**Supplied passage**
========================

I live in Houston and love writing reviews of the local restaurants and stores I visit with family and friends.
The Texas Wildlife Rehab Center came to the rescue of the baby squirrels in the photo above. Here is the story of how and why it happened.
We have a large live oak tree that has been growing as if it is on steroids. Although we had it trimmed last year, we employed a tree trimming service to give it a severe "haircut" this year. It resulted in making an unexpected visit to our local wildlife rehabilitation rescue place in Houston.
By accident, some innocent baby squirrels and their nest suddenly dropped to the ground. The three little darling creatures were so young that their eyes were not yet open. Fortunately, they seemed not to have suffered any injuries. Losing their haven amidst the tree branches and separated from their mother had to be the biggest shock of their young lives.
Texas Wildlife Rehabilitation Coalition
When our tree trimmers showed us the three baby squirrels on the ground, the first thing that my husband did was to look up the information online about the Texas Wildlife Rehab Center folks. They had helped us in the past. They are open seven days a week from 10 AM to 2 PM.
TWRC has caring individuals on staff who know how to handle emergencies. They also help injured wildlife, or those in need of care, such as our baby squirrels.
Unfortunately, it was past 2 PM when this accident happened. But fortunately, information is right there online coaching individuals as to what to do until (and if) the animals need to be brought in to the shelter.
Information online advised putting these babies into a box with some soft bedding keeping them away from any ants. Using an old and soft sheet, we made a little bed in a box and put the three little guys in it. They immediately curled up and snuggled close to one another.
The posted information also said to leave the box outside in case the mother squirrel would come back and relocate her young ones. We did this with some trepidation hoping that other wild critters or roaming cats would not find these little defenseless guys.
Checking on them several times late at night and early in the morning, we found them each time to have pulled the sheet over themselves and huddling together they appeared to be sleeping most of the time.

========================

**Given information**
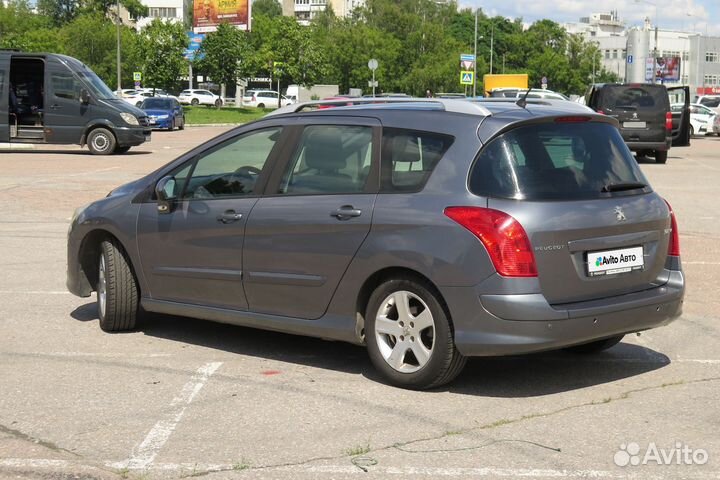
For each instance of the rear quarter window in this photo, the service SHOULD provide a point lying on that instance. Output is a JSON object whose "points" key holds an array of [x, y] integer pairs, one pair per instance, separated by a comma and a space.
{"points": [[409, 157], [554, 161]]}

========================

**Directions**
Continue the account of the baby squirrels rescued after the tree trimming, starting after its final sentence.

**Solved problem**
I am sure that without making any noises, the squirrel's mother nor other creatures were able to find them. Thus we decided that we needed to get them to the shelter soon after the shelter opened to get them some much-needed help.
The staff and many volunteers at TWRC keep the doors open for those seeking to find help for wildlife of all kinds.
We were still filling out some paperwork when another gentleman brought in some baby possums. A dog had killed the mother opossum, and these babies would have died if he had not intervened. Before we left, another group brought in a sizeable big-beaked bird that had a broken leg.
Some animals, if they cannot be helped, are humanely euthanized. At least they do not suffer long and needlessly. But a good number are cared for in the best way possible until they can once again be released back into the wild, which, of course, is the ultimate goal of this organization and others doing the same kind of work.
The reasons that the animals in one particular room of the Texas Wildlife Rehabilitation Center cannot be released back into the wild vary with each one.
In the case of Frodo the possum, he had toes missing that would prevent him from being able to climb as is their norm, and therefore he would be in danger. Frodo graces the TWRC with his presence and has quite a sizable cage in which to live and entertain visitors with his friendly antics.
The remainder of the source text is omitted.